* Written exercise
Output the line that contains "draw the outline of the street lamp post" and every line after it to the end of the entries, with nothing added or left out.

Boundary labeling items

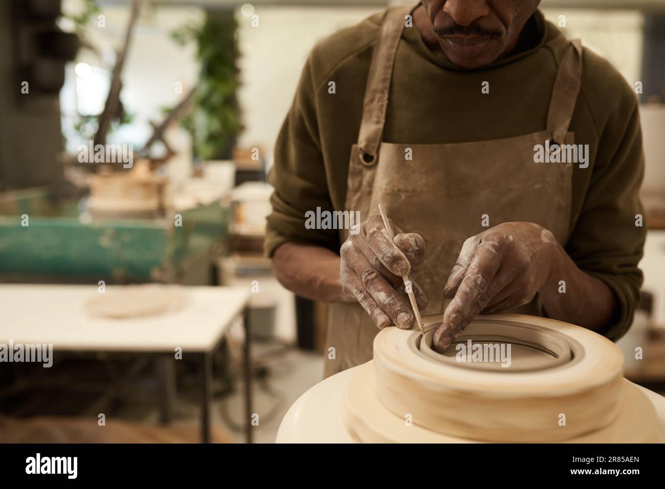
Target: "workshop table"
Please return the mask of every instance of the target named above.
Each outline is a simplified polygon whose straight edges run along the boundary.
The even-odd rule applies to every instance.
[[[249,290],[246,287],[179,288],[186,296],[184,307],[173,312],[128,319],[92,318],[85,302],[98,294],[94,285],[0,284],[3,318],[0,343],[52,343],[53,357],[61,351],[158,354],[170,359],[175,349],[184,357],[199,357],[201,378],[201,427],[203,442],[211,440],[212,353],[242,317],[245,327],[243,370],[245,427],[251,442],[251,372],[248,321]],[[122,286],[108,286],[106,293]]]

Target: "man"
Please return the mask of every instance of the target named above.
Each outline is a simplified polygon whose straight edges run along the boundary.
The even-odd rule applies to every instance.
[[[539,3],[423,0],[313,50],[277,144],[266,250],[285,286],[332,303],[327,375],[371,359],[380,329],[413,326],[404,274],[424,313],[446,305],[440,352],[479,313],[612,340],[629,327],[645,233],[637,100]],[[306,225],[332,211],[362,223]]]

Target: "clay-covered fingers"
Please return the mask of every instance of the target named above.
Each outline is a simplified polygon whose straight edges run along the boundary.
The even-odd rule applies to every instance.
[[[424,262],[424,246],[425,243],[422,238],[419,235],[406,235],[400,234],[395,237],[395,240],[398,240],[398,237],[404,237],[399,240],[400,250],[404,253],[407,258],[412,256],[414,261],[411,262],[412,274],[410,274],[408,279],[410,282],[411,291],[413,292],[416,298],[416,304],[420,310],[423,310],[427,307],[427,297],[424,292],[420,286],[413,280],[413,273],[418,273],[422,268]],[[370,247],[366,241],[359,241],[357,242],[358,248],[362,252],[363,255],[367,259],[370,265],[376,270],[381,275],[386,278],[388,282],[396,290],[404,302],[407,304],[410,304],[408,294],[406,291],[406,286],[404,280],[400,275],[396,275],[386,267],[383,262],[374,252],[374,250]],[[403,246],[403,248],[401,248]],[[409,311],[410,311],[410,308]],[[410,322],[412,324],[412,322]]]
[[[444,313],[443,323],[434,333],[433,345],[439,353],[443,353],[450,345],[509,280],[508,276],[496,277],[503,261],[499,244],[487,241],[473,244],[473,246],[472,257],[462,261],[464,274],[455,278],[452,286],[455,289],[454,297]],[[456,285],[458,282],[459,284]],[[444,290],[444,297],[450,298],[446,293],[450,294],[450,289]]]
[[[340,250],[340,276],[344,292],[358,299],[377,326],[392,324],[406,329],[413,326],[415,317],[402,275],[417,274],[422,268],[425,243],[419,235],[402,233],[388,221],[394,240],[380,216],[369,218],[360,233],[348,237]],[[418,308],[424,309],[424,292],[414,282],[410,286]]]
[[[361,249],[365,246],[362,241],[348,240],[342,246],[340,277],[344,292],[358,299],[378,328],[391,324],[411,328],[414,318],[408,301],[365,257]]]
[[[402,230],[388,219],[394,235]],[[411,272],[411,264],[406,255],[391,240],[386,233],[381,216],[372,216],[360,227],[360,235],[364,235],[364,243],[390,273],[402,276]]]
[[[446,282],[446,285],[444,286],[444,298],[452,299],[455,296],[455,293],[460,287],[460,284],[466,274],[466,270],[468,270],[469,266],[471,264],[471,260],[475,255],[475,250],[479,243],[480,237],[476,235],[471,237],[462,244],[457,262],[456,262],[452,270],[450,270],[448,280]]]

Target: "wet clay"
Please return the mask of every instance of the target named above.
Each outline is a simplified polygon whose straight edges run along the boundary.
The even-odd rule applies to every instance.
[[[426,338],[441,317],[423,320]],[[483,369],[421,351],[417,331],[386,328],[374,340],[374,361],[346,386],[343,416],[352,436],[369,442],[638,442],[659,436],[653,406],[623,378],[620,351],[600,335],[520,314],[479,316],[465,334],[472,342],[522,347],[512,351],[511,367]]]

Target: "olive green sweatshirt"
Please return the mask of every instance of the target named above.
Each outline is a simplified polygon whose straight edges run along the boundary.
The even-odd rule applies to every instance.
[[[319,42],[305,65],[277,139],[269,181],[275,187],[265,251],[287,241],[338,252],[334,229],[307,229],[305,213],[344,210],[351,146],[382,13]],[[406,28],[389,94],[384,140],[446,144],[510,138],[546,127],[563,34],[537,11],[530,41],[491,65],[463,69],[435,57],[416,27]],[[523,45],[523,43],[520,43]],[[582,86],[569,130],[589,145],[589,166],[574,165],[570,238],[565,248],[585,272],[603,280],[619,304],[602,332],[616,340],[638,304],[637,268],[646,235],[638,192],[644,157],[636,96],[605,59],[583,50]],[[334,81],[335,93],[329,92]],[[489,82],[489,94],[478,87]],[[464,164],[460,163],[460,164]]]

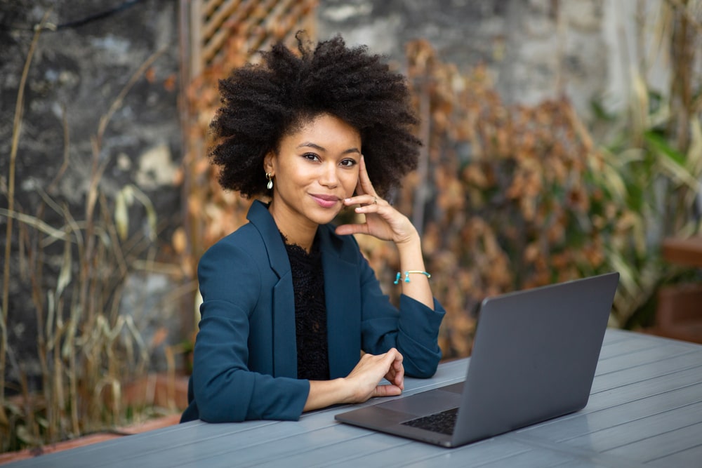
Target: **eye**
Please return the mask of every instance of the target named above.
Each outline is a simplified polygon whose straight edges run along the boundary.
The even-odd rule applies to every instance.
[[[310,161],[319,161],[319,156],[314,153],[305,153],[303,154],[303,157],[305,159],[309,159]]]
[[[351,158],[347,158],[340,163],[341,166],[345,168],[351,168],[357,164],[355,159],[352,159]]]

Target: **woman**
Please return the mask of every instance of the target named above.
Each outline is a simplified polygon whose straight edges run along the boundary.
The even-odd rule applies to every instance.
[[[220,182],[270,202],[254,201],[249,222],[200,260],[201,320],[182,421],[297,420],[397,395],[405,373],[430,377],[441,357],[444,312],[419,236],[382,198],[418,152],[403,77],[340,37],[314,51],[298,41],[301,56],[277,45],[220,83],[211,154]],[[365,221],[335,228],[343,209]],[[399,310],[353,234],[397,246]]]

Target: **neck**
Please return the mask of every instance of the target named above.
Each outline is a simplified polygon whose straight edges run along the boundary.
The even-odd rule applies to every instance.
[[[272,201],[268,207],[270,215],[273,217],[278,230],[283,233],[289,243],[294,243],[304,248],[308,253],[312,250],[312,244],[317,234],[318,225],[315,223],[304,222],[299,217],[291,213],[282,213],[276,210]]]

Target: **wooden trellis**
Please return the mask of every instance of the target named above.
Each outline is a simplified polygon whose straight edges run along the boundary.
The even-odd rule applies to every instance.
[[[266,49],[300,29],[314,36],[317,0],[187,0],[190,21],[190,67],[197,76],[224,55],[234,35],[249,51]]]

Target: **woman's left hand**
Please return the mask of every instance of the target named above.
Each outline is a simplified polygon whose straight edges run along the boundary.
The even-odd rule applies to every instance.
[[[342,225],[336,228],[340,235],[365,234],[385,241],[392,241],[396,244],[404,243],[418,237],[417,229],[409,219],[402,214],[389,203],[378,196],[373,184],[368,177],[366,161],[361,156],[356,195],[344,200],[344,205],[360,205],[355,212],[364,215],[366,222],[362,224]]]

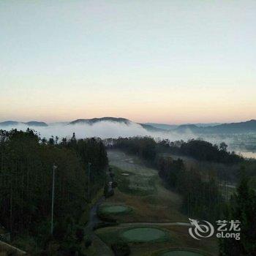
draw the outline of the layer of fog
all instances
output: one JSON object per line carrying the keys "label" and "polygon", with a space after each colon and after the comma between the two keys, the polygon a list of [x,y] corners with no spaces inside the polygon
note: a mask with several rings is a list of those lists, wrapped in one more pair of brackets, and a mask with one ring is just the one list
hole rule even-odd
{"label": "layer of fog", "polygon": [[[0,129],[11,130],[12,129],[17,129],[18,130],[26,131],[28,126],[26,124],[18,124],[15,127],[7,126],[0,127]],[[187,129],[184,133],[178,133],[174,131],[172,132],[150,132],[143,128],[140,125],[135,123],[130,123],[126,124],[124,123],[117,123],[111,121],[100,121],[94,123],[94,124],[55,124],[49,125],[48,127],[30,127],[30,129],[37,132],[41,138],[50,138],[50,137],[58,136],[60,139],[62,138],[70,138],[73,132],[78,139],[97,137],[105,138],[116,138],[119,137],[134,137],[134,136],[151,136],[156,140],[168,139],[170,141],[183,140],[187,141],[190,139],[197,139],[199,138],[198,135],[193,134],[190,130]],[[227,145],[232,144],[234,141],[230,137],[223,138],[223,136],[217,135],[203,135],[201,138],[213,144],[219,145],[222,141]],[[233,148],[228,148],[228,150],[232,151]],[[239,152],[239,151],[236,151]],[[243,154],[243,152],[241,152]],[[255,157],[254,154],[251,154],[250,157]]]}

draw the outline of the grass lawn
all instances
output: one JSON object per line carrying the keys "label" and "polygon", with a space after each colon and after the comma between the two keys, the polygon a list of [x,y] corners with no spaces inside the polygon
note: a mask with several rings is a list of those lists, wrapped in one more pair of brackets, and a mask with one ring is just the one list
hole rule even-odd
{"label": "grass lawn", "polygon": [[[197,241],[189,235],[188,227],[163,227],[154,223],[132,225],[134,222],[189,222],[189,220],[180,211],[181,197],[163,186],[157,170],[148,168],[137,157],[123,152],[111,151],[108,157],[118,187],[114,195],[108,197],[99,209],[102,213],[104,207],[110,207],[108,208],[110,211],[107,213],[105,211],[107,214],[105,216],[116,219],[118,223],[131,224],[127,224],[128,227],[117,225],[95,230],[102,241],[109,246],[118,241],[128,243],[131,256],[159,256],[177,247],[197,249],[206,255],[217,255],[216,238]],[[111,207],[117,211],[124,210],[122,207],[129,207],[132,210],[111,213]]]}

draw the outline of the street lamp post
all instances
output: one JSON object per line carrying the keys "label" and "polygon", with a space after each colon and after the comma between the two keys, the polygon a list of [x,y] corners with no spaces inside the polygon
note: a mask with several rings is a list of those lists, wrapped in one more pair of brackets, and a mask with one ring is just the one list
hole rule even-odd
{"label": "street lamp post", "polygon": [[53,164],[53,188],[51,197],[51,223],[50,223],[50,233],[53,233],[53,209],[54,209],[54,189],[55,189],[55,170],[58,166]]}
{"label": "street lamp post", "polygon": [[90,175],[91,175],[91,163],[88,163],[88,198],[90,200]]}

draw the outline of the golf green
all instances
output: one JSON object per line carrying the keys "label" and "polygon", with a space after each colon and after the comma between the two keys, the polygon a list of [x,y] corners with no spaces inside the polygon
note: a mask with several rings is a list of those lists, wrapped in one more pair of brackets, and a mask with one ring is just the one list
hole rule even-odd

* Task answer
draw the outline of the street lamp post
all instances
output: one JSON object per line carrying the keys "label" and "polygon", with a space after each colon and after the comma between the two keys, the polygon a list of [x,y] corners with no spaces inside the polygon
note: a mask with several rings is a list of those lists, wrapped in one more pair of brackets, and a mask with one ring is just the one list
hole rule even-odd
{"label": "street lamp post", "polygon": [[53,164],[53,188],[51,197],[51,223],[50,223],[50,233],[53,233],[53,209],[54,209],[54,189],[55,189],[55,170],[58,166]]}
{"label": "street lamp post", "polygon": [[90,175],[91,175],[91,163],[88,163],[88,198],[90,200]]}

draw the outline of the golf green
all instances
output: one JSON object per line carrying the keys "label" and "polygon", with a space after each colon and after the comma between the two keys, the polygon a list of [x,y] corners with no spaces inside the polygon
note: a mask with several rings is a list of those lists, wrapped in one more pair of brackets, and a mask with one ring is just the one list
hole rule even-odd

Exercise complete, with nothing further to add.